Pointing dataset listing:
________

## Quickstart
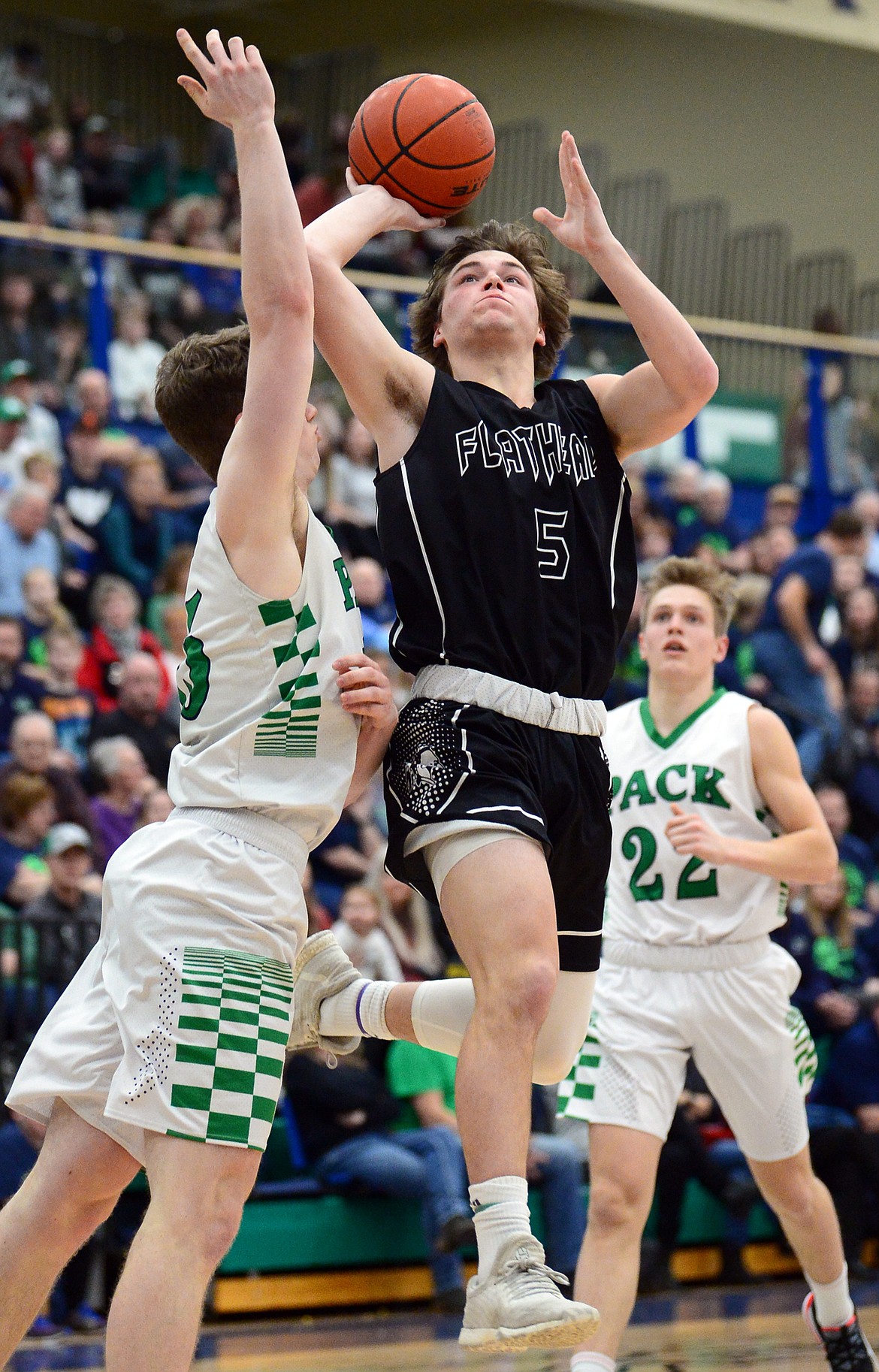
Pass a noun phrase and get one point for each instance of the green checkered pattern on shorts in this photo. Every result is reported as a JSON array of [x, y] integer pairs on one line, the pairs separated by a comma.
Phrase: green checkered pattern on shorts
[[232, 1032], [579, 1086]]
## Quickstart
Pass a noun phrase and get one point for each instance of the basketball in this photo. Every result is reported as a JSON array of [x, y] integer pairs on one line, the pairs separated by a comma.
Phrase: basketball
[[427, 141]]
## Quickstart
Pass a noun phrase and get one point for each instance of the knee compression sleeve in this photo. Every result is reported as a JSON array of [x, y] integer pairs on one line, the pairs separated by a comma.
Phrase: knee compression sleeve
[[440, 1013], [565, 1026]]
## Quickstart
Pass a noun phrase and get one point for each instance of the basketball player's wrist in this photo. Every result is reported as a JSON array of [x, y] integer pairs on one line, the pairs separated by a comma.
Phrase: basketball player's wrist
[[603, 252]]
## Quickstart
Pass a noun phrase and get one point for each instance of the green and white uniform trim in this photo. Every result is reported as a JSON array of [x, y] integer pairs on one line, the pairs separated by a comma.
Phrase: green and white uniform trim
[[704, 766], [262, 724], [231, 1041], [687, 963]]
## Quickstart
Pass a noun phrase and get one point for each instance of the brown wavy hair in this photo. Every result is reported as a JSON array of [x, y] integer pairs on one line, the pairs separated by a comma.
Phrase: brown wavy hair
[[550, 290], [689, 571], [201, 391]]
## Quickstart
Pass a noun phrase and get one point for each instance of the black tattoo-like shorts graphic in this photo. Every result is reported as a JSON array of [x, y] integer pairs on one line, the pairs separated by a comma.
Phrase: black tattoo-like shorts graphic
[[450, 762]]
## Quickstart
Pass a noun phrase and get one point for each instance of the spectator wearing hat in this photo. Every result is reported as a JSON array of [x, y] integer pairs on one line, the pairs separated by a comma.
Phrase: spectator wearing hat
[[68, 911], [25, 542], [103, 171], [143, 694], [18, 692], [26, 815], [40, 427], [33, 752], [15, 448]]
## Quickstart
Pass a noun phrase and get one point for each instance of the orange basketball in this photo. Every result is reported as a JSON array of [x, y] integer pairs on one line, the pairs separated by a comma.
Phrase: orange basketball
[[427, 141]]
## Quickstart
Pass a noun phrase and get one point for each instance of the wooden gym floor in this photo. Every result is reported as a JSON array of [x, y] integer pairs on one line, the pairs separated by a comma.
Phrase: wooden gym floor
[[757, 1328]]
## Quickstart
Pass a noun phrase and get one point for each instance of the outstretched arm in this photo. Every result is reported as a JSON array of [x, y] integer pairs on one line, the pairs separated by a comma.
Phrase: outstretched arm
[[367, 692], [805, 852], [255, 485], [385, 386], [659, 398]]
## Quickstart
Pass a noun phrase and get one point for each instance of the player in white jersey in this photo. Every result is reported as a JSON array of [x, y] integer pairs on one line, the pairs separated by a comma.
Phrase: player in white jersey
[[168, 1047], [711, 817]]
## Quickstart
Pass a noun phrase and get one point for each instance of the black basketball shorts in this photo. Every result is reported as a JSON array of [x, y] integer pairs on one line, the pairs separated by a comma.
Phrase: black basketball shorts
[[450, 762]]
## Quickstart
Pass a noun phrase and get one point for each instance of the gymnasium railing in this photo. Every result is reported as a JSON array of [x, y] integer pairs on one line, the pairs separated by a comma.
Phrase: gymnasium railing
[[761, 361]]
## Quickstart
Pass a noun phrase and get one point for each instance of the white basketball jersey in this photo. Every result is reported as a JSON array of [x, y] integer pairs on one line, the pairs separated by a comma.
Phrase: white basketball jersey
[[261, 718], [705, 766]]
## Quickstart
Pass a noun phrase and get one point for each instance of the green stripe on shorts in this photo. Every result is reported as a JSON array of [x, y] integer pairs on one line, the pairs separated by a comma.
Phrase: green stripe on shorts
[[579, 1086], [229, 1046]]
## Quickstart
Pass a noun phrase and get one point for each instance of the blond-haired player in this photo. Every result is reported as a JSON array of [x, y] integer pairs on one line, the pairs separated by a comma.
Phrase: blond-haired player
[[711, 817], [168, 1047]]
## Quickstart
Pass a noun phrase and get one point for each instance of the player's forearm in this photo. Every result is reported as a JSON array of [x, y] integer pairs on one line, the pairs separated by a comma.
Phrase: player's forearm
[[807, 857], [372, 745], [274, 267], [339, 235], [676, 352]]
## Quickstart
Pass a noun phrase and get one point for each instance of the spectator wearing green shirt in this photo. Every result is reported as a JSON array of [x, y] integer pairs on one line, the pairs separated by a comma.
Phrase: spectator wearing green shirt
[[424, 1080]]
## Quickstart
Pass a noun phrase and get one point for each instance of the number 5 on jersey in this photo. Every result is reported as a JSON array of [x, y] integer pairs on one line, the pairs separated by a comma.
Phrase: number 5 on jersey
[[551, 545]]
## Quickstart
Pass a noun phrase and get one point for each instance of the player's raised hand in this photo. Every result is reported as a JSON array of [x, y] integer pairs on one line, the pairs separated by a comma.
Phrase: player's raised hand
[[400, 213], [583, 227], [367, 691], [235, 86], [690, 835]]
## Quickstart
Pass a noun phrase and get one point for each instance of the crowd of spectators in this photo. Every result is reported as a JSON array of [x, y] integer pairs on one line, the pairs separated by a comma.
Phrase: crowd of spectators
[[99, 512]]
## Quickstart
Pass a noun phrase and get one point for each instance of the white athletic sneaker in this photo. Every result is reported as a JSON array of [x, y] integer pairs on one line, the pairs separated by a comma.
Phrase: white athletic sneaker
[[322, 970], [518, 1304]]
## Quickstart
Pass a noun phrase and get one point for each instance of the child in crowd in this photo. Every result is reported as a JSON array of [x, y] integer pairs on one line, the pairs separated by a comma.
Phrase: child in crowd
[[368, 946]]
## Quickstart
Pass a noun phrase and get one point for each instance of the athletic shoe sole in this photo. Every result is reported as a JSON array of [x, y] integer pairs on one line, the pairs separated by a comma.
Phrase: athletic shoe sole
[[556, 1334]]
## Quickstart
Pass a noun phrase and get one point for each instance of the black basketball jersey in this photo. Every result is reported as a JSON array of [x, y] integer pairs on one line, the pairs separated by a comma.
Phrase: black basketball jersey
[[508, 538]]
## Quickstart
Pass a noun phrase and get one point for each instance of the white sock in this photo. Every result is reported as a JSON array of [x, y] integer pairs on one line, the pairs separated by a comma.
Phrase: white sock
[[358, 1009], [832, 1304], [500, 1212]]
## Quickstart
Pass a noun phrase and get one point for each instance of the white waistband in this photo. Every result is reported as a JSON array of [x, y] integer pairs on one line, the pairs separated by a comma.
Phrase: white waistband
[[465, 685], [250, 827], [719, 956]]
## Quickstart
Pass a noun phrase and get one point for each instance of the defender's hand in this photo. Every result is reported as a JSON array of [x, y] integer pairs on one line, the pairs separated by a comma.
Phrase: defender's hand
[[367, 691], [583, 228], [237, 88], [397, 214], [693, 835]]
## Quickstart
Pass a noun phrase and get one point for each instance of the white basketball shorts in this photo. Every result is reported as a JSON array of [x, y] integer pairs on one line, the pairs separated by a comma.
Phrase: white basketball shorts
[[177, 1023], [746, 1039]]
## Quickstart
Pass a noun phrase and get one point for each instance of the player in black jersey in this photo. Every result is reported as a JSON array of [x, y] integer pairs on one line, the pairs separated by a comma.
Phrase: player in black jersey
[[503, 521]]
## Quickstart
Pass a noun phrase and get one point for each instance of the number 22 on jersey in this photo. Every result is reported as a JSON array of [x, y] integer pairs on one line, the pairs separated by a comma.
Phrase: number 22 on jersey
[[639, 845]]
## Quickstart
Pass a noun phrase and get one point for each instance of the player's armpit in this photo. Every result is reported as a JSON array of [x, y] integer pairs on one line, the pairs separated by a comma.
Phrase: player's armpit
[[641, 410], [781, 782]]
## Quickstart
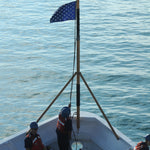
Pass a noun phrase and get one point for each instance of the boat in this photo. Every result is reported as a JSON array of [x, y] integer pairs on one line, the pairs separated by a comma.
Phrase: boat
[[90, 131]]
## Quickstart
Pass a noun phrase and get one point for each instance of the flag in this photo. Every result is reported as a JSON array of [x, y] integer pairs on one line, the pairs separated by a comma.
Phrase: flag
[[64, 13]]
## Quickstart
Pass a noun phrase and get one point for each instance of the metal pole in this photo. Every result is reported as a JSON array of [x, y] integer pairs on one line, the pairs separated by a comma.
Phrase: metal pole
[[100, 107], [78, 63]]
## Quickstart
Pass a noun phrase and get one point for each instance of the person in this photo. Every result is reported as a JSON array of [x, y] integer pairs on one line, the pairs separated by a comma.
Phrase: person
[[32, 140], [143, 145], [64, 129]]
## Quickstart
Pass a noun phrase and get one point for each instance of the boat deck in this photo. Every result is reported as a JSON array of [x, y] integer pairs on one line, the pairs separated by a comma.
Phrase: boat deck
[[83, 145]]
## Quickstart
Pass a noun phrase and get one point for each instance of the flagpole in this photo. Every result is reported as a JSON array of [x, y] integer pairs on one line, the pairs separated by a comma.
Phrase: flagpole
[[78, 63]]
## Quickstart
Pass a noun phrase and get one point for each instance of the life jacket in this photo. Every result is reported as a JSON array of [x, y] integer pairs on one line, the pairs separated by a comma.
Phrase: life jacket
[[36, 142], [61, 123], [141, 146]]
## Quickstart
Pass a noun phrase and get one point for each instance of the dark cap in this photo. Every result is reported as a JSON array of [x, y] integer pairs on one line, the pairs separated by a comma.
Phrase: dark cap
[[147, 138]]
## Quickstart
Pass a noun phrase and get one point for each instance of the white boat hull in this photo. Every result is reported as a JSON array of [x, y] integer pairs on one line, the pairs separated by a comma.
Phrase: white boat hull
[[94, 134]]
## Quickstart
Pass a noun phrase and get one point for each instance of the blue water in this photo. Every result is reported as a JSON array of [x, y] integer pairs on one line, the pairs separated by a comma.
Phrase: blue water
[[36, 60]]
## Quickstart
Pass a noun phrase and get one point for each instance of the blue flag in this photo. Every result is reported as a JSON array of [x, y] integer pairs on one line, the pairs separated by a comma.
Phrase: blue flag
[[64, 13]]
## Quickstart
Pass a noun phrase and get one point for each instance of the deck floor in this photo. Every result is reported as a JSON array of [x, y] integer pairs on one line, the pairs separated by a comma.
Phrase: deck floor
[[87, 145]]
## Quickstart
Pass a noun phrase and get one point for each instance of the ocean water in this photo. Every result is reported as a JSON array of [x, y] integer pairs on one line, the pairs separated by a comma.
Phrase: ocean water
[[36, 60]]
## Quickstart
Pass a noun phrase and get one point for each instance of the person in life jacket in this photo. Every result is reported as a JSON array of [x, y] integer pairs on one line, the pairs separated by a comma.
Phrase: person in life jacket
[[143, 145], [64, 129], [33, 140]]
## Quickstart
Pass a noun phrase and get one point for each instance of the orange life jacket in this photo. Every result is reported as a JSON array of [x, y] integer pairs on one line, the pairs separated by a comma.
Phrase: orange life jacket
[[61, 123]]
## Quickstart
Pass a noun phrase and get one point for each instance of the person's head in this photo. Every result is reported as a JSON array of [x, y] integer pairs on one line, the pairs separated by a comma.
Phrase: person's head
[[147, 139], [65, 112], [34, 127]]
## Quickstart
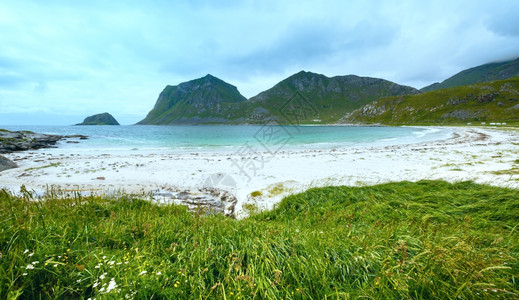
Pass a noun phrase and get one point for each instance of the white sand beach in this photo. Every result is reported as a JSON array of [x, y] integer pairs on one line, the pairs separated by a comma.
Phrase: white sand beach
[[483, 155]]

________

> TO BE DONE
Express the listing, from its start through the line containing "[[704, 766], [262, 724], [231, 1041], [687, 963]]", inclusive, as a two-column CSV with the headers text and answer. Each row pairs a passage with the answer that follows it, with each value in a single quoted field, line breaks replaced by spaces, and the pictures left out.

> EXERCISE OUTPUT
text,answer
"## Quickstart Pass a noun phrase and get one point for each instance of the green checkered pattern on shorts in this photo. Every result is reported as a JSON array of [x, y] integer pairs on one line, the pairs separated by a comma. Phrase: green checkered pattern on shorts","[[232, 1032], [579, 1086]]"
"## Quickstart Pass a noun phrase and get one point for each instance of the basketball in this photo. Every result is reported as a JSON array of [x, y] integer pairs on one line, the pairs separated by a comma. Phrase: basketball","[[427, 141]]"
"## Quickstart Pass a noun phrase and get one point for each instance of the knee compression sleeve in this photo. Every result is reported as a JSON array of [x, y] integer pairs on one line, the pairs separated by a comma. Phrase: knee compression sleeve","[[440, 1013], [565, 1026]]"
"## Quickstart Pass a noun phrase and get one point for each instance of the basketball player's wrist in this photo. Every result is reported as a JSON array of [x, y] integer pairs on one line, the pairs separated by a comma. Phrase: basketball player's wrist","[[603, 252]]"
"## Quickstart Pass a noun phrase and get one point for each instance of the green and white uniform trim in this photo. Every result is reported as a JSON array of [x, y] integer pairs on one line, the pairs separated by a comma. Phrase: green and white uniform trim","[[704, 766], [262, 724], [231, 1041], [687, 963]]"